=== MATERIAL TO PROCESS ===
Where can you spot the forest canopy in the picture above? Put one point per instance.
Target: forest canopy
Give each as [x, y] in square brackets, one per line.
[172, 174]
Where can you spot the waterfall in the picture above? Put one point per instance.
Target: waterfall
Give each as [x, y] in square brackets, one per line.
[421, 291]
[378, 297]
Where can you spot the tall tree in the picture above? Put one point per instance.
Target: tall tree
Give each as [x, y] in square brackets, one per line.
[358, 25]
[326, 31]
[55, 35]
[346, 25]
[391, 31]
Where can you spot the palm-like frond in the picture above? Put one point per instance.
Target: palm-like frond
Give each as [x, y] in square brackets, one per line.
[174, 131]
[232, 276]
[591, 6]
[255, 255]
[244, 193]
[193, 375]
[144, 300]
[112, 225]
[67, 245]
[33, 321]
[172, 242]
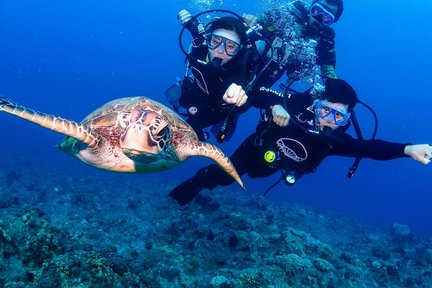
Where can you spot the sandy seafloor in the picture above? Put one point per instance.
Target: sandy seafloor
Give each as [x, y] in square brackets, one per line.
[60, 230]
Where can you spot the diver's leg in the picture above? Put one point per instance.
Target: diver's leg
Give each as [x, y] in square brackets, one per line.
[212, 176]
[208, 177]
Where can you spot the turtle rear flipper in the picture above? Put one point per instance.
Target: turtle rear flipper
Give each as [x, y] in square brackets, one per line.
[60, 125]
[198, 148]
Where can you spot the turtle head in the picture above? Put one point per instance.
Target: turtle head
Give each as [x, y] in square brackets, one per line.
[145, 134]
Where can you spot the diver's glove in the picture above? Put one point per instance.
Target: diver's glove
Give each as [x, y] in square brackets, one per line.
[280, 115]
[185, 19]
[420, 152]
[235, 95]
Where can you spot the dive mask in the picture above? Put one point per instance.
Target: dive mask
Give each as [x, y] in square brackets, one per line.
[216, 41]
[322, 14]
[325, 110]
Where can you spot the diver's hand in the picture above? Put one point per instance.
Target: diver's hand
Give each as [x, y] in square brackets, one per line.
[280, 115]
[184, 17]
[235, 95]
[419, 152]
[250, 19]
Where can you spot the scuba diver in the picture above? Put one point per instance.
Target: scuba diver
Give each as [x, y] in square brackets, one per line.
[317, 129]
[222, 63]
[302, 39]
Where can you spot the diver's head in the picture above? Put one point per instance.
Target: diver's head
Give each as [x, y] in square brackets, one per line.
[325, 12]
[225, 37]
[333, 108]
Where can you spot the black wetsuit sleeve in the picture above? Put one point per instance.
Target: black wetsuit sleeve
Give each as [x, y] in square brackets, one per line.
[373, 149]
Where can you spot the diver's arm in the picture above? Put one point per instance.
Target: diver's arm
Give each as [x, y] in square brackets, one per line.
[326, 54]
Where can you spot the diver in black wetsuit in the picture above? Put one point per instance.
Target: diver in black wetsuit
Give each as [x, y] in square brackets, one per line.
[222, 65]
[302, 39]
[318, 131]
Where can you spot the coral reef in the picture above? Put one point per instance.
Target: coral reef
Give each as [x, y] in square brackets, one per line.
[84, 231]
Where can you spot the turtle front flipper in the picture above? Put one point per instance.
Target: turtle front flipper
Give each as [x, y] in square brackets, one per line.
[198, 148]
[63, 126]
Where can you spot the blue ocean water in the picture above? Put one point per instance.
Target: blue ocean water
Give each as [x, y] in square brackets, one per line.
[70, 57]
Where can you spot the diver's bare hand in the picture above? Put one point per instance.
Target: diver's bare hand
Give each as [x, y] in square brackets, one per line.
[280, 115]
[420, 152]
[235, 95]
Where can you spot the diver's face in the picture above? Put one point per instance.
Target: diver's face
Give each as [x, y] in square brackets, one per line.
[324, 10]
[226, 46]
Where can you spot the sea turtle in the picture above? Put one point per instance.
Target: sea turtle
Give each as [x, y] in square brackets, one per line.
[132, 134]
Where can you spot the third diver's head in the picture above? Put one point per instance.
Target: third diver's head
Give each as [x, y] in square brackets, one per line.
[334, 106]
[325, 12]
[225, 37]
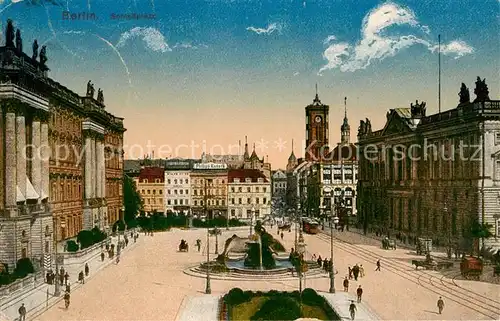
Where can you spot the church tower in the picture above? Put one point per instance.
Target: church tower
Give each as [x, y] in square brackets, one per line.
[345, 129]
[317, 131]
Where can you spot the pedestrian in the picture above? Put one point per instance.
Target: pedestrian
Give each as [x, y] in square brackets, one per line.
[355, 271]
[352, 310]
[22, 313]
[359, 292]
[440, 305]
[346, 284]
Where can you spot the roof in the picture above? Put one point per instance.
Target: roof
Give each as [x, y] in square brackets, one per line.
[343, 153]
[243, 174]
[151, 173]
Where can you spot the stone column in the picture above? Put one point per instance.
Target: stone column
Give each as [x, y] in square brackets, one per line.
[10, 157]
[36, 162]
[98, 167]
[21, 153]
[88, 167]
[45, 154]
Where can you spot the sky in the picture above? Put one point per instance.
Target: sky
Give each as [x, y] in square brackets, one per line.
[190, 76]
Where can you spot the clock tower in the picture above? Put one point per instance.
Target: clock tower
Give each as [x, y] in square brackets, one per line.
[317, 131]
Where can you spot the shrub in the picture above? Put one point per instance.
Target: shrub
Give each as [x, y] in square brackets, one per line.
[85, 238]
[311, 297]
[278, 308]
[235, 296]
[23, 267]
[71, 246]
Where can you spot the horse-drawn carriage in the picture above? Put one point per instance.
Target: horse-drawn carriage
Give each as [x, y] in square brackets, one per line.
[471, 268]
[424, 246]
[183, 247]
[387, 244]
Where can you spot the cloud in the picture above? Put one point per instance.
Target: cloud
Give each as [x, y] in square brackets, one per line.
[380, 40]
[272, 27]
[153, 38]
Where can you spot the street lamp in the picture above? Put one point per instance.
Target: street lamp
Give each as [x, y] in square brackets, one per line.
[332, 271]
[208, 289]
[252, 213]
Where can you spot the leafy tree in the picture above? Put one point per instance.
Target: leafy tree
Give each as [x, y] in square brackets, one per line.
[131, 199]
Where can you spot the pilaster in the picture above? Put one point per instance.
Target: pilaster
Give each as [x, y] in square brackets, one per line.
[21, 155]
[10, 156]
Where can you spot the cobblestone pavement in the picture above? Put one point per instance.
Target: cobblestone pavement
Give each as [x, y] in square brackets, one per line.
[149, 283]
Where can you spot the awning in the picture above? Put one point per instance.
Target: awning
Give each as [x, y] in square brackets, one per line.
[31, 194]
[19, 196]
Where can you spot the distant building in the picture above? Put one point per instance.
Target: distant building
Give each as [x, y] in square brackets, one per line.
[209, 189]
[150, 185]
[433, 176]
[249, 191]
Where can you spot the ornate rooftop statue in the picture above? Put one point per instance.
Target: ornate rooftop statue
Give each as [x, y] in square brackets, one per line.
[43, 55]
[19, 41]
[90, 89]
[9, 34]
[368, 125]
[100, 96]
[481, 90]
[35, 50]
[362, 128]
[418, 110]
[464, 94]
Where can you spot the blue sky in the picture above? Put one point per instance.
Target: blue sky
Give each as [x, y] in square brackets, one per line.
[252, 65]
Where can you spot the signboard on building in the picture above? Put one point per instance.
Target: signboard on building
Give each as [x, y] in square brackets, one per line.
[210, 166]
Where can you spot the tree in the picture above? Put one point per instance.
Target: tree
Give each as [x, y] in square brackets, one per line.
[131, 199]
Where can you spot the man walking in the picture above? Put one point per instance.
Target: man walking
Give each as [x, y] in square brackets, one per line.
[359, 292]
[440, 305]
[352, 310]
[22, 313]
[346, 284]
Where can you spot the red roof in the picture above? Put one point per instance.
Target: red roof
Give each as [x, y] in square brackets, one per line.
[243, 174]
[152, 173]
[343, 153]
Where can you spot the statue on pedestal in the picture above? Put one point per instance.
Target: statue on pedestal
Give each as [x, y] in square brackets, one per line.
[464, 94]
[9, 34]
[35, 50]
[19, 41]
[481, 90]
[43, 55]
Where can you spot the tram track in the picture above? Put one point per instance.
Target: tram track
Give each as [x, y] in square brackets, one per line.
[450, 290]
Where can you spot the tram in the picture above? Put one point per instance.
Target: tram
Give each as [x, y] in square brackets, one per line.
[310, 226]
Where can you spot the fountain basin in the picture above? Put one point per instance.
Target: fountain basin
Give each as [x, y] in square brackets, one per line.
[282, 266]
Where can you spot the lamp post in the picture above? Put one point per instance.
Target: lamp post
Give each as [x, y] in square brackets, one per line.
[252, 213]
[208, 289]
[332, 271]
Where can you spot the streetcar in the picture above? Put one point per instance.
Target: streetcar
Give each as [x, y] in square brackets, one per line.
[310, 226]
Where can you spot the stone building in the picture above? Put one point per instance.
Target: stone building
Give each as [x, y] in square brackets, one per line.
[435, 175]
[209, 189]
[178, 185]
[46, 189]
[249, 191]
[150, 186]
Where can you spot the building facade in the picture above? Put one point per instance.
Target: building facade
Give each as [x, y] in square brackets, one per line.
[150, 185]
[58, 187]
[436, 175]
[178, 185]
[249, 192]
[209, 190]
===
=== MATERIAL TO PROCESS ===
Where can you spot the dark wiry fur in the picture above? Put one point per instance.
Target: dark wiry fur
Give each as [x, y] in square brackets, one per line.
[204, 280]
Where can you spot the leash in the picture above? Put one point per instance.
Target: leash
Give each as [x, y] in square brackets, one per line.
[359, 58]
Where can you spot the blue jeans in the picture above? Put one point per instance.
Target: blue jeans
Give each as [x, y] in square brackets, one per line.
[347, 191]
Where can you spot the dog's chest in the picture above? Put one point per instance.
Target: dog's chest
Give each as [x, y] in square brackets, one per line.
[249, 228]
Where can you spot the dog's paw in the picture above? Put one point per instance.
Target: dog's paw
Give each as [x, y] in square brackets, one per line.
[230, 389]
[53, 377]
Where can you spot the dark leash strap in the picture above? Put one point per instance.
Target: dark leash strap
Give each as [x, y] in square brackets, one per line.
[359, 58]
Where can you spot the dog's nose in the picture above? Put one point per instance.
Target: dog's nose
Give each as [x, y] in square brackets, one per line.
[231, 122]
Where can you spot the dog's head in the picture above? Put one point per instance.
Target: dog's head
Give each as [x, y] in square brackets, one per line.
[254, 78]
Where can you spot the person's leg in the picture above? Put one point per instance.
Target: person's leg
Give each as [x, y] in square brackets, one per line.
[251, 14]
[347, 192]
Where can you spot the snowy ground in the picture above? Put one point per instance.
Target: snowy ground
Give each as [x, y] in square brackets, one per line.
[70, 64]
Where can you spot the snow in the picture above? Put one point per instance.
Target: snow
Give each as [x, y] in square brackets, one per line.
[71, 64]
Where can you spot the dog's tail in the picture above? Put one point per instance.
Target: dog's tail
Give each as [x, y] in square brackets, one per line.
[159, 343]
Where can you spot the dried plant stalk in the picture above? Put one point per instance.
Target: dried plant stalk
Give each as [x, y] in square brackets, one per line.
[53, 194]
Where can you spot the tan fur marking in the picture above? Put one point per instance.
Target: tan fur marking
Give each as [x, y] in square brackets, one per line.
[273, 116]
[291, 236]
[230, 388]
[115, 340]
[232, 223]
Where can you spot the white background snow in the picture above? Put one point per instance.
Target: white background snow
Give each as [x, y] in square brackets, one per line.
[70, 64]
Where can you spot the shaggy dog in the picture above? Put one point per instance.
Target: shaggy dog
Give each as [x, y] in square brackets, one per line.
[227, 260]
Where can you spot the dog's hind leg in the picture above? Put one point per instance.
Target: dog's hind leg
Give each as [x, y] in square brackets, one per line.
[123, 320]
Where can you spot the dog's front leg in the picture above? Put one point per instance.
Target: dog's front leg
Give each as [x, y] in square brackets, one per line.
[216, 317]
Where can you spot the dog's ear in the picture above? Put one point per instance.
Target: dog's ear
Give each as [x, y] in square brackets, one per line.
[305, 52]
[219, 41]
===
**SET TASK**
Pull out each line of the data above that contains the string "carriage", and copy every one in full.

**WRITTEN SOLUTION**
Where can you spot the horse-drawn carriage in the picture above? Put one point per instance.
Target: horse-drawn carriage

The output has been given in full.